Gather every row below that contains the word "shirt" and copy each of those lines in full. Case counts when matching.

◆ **Material provided**:

============================================================

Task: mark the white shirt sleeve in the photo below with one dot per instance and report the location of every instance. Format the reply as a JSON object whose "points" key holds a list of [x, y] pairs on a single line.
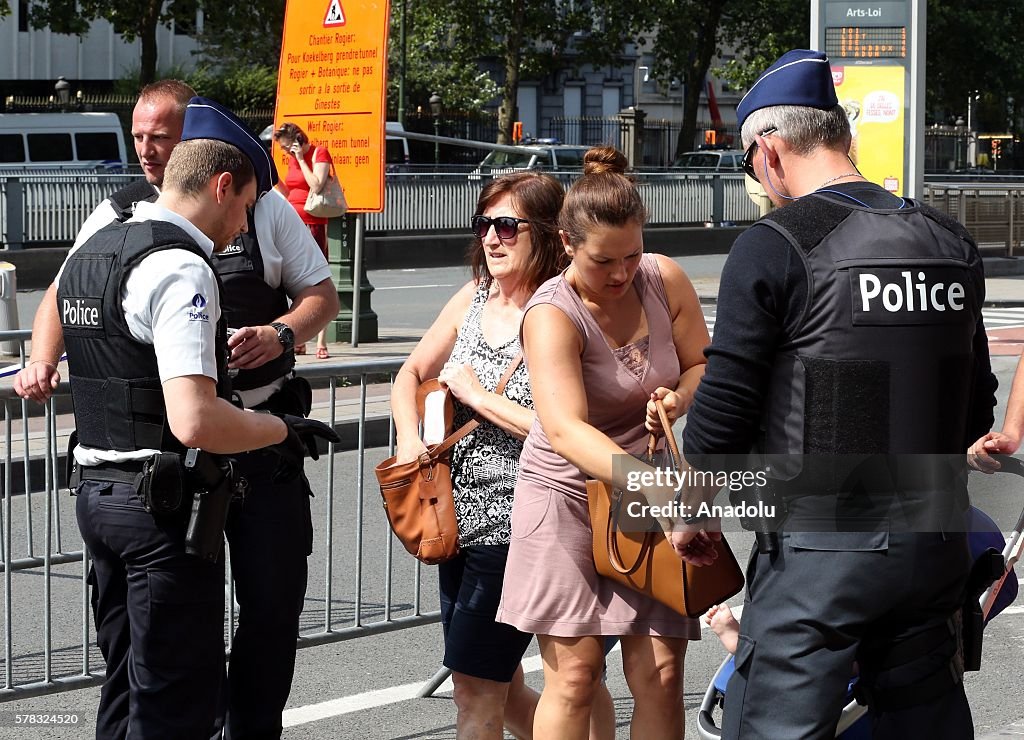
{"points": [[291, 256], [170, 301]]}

============================================================

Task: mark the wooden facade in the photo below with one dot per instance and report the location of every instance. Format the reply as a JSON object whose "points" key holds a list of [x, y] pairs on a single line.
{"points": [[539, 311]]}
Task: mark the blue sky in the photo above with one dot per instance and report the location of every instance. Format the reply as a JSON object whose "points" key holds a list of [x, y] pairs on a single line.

============================================================

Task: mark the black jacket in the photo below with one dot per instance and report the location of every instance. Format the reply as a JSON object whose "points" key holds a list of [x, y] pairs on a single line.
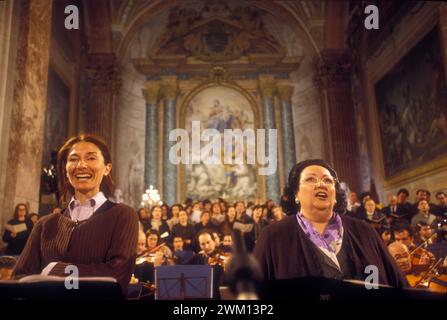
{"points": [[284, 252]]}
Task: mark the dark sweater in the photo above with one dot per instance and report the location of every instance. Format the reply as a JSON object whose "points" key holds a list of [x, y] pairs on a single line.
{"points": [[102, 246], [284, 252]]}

============================================================

◆ **Result**:
Task: mark the white shirt sleeve in the photo below with one dot per instance and report the location of every instance. Format the reply as a JSON object whose "points" key holds a list of [x, y] pairs on a single line.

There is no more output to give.